Work to do:
Reproduce the passage from the Joseph Shepard Bryan biography below, starting at the words "24 Aug. 1894–3" and stopping after "a newspaper editor.".

24 Aug. 1894–3 Nov. 1974

A photograph of Joseph Shepard Bryan from the 1915 University of North Carolina yearbook. Image from the Internet Archive.Joseph Shepard Bryan, educator and lawyer, was born in Wilmington, the only son of Robert Kedar Bryan, Jr., and Gertrude Foy Shepard Bryan. He had one sister, Gertrude, who married lawyer Edward M. Toon. His mother was the daughter of Wilmington physician J. C. Shepard; his father was a Pender County planter and lawyer who served for many years as chairman of the county board of education. His grandfather, Robert Kedar Bryan, Sr. (1827–98), was a newspaper editor.

J. Shepard Bryan received a liberal education from Horner Military Academy in Oxford and in 1915 was graduated from The University of North Carolina. For the next twenty-two years, he dedicated his efforts to the advancement of public education. His first employment (1915–16) was as principal of a junior high school in Greensboro, Fla. He returned to North Carolina and served from 1916 to 1920 as principal of Hemenway Grammar School in Wilmington. For a brief period in 1917, he trained at First Officers' Training Camp at Fort Oglethorpe, Ga., but after his discharge for physical disability, he contributed to the war effort as a speaker and as chairman of the Junior Red Cross Division in Wilmington.

From 1920 to 1926, Bryan was principal of Wilson High School. In 1923 the school moved into new facilities that provided modern equipment for science, home economics, athletics, and other subjects. The high school achieved state-wide recognition for its diverse curriculum, qualified teaching staff, and student scholarship. Bryan's educational philosophy and administrative techniques were greatly influenced during this period by his friend and mentor, Wilson Superintendent Charles L. Coon.

Bryan was appointed in 1926 as superintendent of Dunn city schools, and for eleven years he sought to improve the course of study, the caliber of teaching, and the level of scholarship. While he was Dunn superintendent, Bryan studied law at Wake Forest College and was admitted to the bar in 1933. In 1934 he became Dunn city attorney, and in 1937 he retired from school work to enter full-time law practice. He acted as solicitor of Dunn's recorder's court and as president of the Harnett County Bar Association.

Listed records:
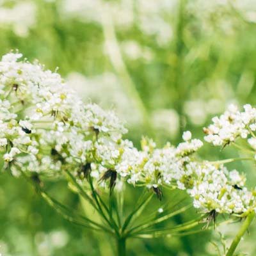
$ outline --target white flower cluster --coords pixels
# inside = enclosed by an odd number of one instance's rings
[[[235,141],[236,138],[246,139],[252,134],[248,142],[255,148],[255,139],[253,132],[256,131],[256,108],[250,104],[244,106],[244,111],[231,104],[220,117],[212,118],[213,124],[204,129],[206,141],[215,146],[225,146]]]
[[[207,212],[255,209],[254,194],[244,188],[243,175],[192,159],[203,143],[190,132],[177,147],[167,143],[157,148],[143,138],[139,150],[122,139],[127,131],[113,112],[84,105],[60,75],[36,63],[19,61],[21,56],[10,53],[0,62],[0,152],[14,175],[54,177],[69,170],[84,186],[83,178],[90,175],[111,189],[116,180],[146,186],[159,198],[161,186],[186,189],[195,207]],[[221,120],[238,121],[237,112],[230,113]],[[246,113],[244,122],[254,110],[247,106]],[[232,132],[235,138],[246,131],[243,127]],[[209,136],[220,136],[214,132]]]

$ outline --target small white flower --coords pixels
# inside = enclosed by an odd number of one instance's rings
[[[188,141],[188,140],[191,140],[191,138],[192,138],[192,134],[189,131],[187,131],[183,132],[182,139],[185,141]]]

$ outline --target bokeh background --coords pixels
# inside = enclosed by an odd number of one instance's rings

The response:
24 Aug. 1894–3 Nov. 1974

A photograph of Joseph Shepard Bryan from the 1915 University of North Carolina yearbook. Image from the Internet Archive.Joseph Shepard Bryan, educator and lawyer, was born in Wilmington, the only son of Robert Kedar Bryan, Jr., and Gertrude Foy Shepard Bryan. He had one sister, Gertrude, who married lawyer Edward M. Toon. His mother was the daughter of Wilmington physician J. C. Shepard; his father was a Pender County planter and lawyer who served for many years as chairman of the county board of education. His grandfather, Robert Kedar Bryan, Sr. (1827–98), was a newspaper editor.